** BEGIN RECORDS SUPPLIED **

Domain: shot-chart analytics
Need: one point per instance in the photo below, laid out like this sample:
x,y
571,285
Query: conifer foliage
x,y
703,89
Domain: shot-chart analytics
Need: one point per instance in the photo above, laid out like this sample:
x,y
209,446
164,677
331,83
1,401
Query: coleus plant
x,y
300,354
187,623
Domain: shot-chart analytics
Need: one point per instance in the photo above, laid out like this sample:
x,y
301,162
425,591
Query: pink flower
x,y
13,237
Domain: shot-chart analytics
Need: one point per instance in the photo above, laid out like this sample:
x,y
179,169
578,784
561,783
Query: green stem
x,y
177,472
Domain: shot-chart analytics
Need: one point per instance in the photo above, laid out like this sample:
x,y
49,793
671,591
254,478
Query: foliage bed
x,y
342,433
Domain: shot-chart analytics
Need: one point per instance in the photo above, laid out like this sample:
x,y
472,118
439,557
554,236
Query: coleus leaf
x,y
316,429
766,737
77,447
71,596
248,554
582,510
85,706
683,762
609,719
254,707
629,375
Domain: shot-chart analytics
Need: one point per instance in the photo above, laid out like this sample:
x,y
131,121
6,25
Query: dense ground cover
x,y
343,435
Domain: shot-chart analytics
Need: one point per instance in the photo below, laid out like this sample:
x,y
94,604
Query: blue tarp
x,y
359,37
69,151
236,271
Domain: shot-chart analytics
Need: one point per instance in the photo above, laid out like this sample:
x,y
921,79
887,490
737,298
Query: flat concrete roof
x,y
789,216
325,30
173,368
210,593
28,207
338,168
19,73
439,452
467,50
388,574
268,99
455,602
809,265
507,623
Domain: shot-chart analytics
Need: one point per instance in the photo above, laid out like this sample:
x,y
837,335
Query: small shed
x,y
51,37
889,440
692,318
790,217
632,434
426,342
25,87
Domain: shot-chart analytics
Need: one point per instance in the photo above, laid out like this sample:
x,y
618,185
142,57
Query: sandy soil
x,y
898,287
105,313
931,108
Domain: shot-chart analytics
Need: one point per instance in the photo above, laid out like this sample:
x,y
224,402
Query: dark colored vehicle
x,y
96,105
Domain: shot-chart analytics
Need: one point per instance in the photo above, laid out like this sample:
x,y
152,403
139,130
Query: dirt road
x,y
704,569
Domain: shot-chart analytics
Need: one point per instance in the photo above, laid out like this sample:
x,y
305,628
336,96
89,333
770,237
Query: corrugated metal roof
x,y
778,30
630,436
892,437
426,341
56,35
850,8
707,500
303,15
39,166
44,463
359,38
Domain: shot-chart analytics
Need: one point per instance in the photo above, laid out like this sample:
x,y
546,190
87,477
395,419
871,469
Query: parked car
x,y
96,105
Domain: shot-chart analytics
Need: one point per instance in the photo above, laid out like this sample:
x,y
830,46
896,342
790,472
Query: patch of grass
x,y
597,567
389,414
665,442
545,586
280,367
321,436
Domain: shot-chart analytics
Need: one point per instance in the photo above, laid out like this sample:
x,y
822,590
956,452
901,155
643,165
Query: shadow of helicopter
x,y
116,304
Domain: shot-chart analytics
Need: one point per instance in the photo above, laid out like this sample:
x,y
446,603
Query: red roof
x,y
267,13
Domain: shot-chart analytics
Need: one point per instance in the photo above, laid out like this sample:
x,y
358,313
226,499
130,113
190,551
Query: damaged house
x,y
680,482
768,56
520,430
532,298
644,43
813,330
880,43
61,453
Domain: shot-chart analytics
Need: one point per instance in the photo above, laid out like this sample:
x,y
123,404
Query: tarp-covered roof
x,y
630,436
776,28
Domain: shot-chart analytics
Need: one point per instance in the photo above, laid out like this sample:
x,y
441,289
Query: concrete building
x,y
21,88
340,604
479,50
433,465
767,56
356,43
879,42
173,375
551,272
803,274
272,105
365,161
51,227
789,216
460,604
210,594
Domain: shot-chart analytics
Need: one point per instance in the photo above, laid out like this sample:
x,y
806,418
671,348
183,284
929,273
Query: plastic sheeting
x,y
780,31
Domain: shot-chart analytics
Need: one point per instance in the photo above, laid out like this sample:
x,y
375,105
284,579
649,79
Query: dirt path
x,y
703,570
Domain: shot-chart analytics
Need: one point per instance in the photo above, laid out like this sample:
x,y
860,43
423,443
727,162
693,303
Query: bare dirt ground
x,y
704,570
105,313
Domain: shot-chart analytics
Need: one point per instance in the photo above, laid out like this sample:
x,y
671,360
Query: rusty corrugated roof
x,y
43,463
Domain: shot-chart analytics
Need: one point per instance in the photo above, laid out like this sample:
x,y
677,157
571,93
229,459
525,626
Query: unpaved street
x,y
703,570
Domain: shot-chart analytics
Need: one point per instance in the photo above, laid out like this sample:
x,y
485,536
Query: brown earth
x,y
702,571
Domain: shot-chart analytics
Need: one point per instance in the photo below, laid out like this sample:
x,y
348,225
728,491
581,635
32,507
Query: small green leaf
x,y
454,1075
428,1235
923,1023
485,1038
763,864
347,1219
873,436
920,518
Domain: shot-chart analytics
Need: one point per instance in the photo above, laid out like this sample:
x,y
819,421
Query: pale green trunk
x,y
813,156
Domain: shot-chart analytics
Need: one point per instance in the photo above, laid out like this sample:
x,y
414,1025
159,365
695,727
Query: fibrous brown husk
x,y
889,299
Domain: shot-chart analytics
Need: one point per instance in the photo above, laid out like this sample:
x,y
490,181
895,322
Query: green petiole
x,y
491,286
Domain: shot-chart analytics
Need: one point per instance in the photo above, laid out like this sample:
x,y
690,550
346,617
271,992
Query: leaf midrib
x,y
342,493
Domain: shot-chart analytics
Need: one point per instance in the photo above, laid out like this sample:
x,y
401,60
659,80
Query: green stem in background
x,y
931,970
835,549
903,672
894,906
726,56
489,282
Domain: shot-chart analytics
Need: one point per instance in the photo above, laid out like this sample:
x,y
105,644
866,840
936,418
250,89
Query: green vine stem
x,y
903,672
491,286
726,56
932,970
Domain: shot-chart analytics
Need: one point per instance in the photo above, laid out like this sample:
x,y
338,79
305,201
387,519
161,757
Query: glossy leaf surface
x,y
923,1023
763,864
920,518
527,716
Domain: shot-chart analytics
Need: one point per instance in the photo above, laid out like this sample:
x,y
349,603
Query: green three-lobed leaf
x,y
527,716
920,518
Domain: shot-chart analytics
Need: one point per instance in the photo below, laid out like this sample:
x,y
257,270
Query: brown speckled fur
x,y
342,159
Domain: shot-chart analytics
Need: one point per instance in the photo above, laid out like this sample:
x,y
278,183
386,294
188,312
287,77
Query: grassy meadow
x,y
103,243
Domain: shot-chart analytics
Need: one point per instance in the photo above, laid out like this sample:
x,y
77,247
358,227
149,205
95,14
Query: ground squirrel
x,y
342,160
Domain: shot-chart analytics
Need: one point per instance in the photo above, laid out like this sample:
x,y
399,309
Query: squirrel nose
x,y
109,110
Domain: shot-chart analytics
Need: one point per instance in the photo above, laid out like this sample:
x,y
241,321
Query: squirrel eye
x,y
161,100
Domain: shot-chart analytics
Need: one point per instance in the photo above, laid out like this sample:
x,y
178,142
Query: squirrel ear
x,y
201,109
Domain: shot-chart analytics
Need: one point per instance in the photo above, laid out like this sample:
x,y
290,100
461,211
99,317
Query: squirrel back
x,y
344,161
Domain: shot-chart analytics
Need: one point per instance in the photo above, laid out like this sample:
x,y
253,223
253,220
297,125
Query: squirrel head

** END RECORDS SUPPLIED **

- WHAT IS NEEDED:
Write out the material from the first line to the last, exactly.

- FULL ANSWER:
Domain: shot-chart analytics
Need: one point per instance in the photo below, laid out like this sample:
x,y
571,285
Query: conifer foliage
x,y
703,89
Domain: shot-chart analytics
Need: one point per instance in the photo above, laid out like this sample:
x,y
209,446
164,677
331,83
1,401
Query: coleus plant
x,y
300,354
187,623
Domain: shot-chart analytics
Need: one point per instance in the photo above, laid out like this sample:
x,y
301,162
425,591
Query: pink flower
x,y
13,237
Domain: shot-chart analytics
Need: one point per instance in the photo above, laid out like this sample:
x,y
179,169
578,784
561,783
Query: green stem
x,y
177,472
Domain: shot-chart analytics
Need: one point per instance in the photo above, laid out like this sample:
x,y
49,793
671,591
254,478
Query: foliage bed
x,y
342,433
Domain: shot-chart analytics
Need: one point per instance in the photo above, laid out like this sample:
x,y
472,118
439,557
554,236
Query: coleus leaf
x,y
316,429
766,737
77,447
71,596
248,554
582,510
85,706
683,762
609,719
254,707
629,375
Domain: shot-chart analytics
Need: one point per instance in the photo above, laid out like this sample:
x,y
131,121
6,25
Query: dense ground cover
x,y
343,435
Domain: shot-chart analytics
Need: one point per instance in the photo below, laid out like this sample:
x,y
94,604
Query: blue tarp
x,y
359,37
69,151
236,271
Domain: shot-chart analytics
Need: one point per instance in the photo above, laid out like this sample:
x,y
921,79
887,490
737,298
Query: flat concrete roof
x,y
789,216
325,30
173,368
210,593
28,207
338,168
19,73
439,452
467,50
388,574
268,99
455,602
809,265
507,623
Domain: shot-chart analytics
Need: one point per instance in the photo above, laid out like this sample:
x,y
837,335
Query: small shed
x,y
51,37
889,440
692,318
790,217
632,434
426,342
25,87
Domain: shot-chart analytics
Need: one point per instance in the photo above, laid out like this sample:
x,y
618,185
142,57
Query: sandy soil
x,y
898,287
105,313
931,108
Domain: shot-chart analytics
Need: one point per instance in the photo above, laid out like this sample:
x,y
224,402
Query: dark colored vehicle
x,y
96,105
Domain: shot-chart analytics
Need: one point per instance in the photo above, laid out like this sample:
x,y
152,403
139,130
Query: dirt road
x,y
704,569
Domain: shot-chart analytics
Need: one point per instance in the photo above, laid out like this sample:
x,y
305,628
336,96
89,333
770,237
Query: corrugated metal roof
x,y
778,30
630,436
892,437
426,341
56,35
850,8
707,500
303,15
39,166
44,463
359,38
Domain: shot-chart analytics
Need: one point per instance in the photo above, laid out like this sample:
x,y
546,190
87,477
395,419
871,469
Query: parked car
x,y
96,105
Domain: shot-chart analytics
Need: one point per instance in the photo above, laid out like this sample:
x,y
830,46
896,342
790,472
Query: patch of grass
x,y
597,567
389,414
665,442
545,586
280,367
321,436
Domain: shot-chart analytics
Need: one point per instance in the photo above, laid out like this sample:
x,y
822,590
956,452
901,155
643,165
Query: shadow of helicopter
x,y
116,304
Domain: shot-chart analytics
Need: one point per instance in the photo above, laid out like this sample:
x,y
446,603
Query: red roof
x,y
267,13
Domain: shot-chart analytics
Need: one point per instance in the photo above, laid out like this sample:
x,y
358,313
226,499
130,113
190,551
Query: damaged house
x,y
680,482
768,56
520,430
532,298
644,43
813,330
880,43
61,453
Domain: shot-chart analytics
Need: one point per instance in the photo above, laid out like this sample:
x,y
123,404
Query: tarp-covered roof
x,y
630,436
776,28
Domain: shot-chart analytics
Need: one point per instance in the photo above, laid out like this sample:
x,y
441,289
Query: concrete building
x,y
21,88
340,604
479,50
433,465
767,56
356,43
879,42
173,375
551,272
803,274
272,105
365,161
51,227
789,216
460,604
210,594
Domain: shot-chart analytics
Need: one point per instance in the photo above, laid out like this sample:
x,y
806,418
671,348
183,284
929,273
Query: plastic sheeting
x,y
780,31
Domain: shot-chart analytics
Need: one point per instance in the photo above, laid out like this sample:
x,y
375,105
284,579
649,79
Query: dirt path
x,y
703,570
Domain: shot-chart analytics
Need: one point per instance in the photo above, laid out like this sample:
x,y
860,43
423,443
727,162
693,303
Query: bare dirt ground
x,y
704,570
105,313
Domain: shot-chart analytics
Need: one point per instance in the photo above, laid out like this sample:
x,y
671,360
Query: rusty corrugated roof
x,y
43,463
Domain: shot-chart analytics
Need: one point per instance in the photo above, laid out like this sample:
x,y
677,157
571,93
229,459
525,626
Query: unpaved street
x,y
703,570
Domain: shot-chart analytics
Need: one point per instance in the photo above, laid out like this sample:
x,y
485,536
Query: brown earth
x,y
702,571
Domain: shot-chart analytics
Need: one point per instance in the photo below, laid out like this sample:
x,y
348,225
728,491
581,635
32,507
Query: small green leaf
x,y
454,1075
428,1235
923,1023
485,1038
763,864
347,1219
873,436
920,518
Domain: shot-chart analytics
Need: one point per instance in the photo above, laid out like this sample:
x,y
819,421
Query: pale green trunk
x,y
813,156
Domain: shot-chart analytics
Need: one point per instance in the photo above, laid out like this sample:
x,y
414,1025
159,365
695,727
Query: fibrous brown husk
x,y
889,299
Domain: shot-chart analytics
Need: one point per instance in the photo above, laid out like this sample:
x,y
490,181
895,322
Query: green petiole
x,y
491,286
Domain: shot-chart analytics
Need: one point per instance in the photo above, laid out like this sample:
x,y
690,550
346,617
271,992
Query: leaf midrib
x,y
342,493
Domain: shot-chart analytics
Need: one point per instance in the photo above, laid out like this sample:
x,y
401,60
659,80
Query: green stem in background
x,y
931,970
835,549
903,672
894,906
726,56
489,282
Domain: shot-chart analytics
Need: one point per instance in the photo above, laid out like this sample:
x,y
105,644
866,840
936,418
250,89
Query: green vine stem
x,y
903,672
491,286
726,56
932,970
Domain: shot-chart analytics
Need: one point per instance in the photo above, laid out like this sample:
x,y
338,79
305,201
387,519
161,757
Query: glossy leaf surface
x,y
923,1023
763,864
920,518
527,716
Domain: shot-chart analytics
Need: one point per instance in the photo above, laid out like this sample:
x,y
349,603
Query: green three-lobed leaf
x,y
527,716
920,518
Domain: shot-chart analytics
Need: one point per instance in the photo below, laid out like this sample:
x,y
257,270
Query: brown speckled fur
x,y
342,159
Domain: shot-chart analytics
Need: one point per instance in the photo above, laid out like this sample:
x,y
278,183
386,294
188,312
287,77
Query: grassy meadow
x,y
103,243
Domain: shot-chart analytics
Need: one point per instance in the photo above, laid out like this sample:
x,y
77,247
358,227
149,205
95,14
Query: ground squirrel
x,y
342,160
Domain: shot-chart analytics
Need: one point per instance in the photo above, laid out like this sample:
x,y
399,309
Query: squirrel nose
x,y
109,110
Domain: shot-chart analytics
Need: one point per instance in the photo above, laid out like this sample:
x,y
241,321
Query: squirrel eye
x,y
161,100
Domain: shot-chart analytics
Need: one point per instance in the photo above, laid out like this sample:
x,y
178,142
Query: squirrel ear
x,y
201,109
Domain: shot-chart analytics
Need: one point per instance in the photo above, laid out like this sample:
x,y
290,100
461,211
99,317
Query: squirrel back
x,y
344,161
Domain: shot-chart analytics
Need: one point per instance in the photo above, laid out like this sample:
x,y
253,223
253,220
297,125
Query: squirrel head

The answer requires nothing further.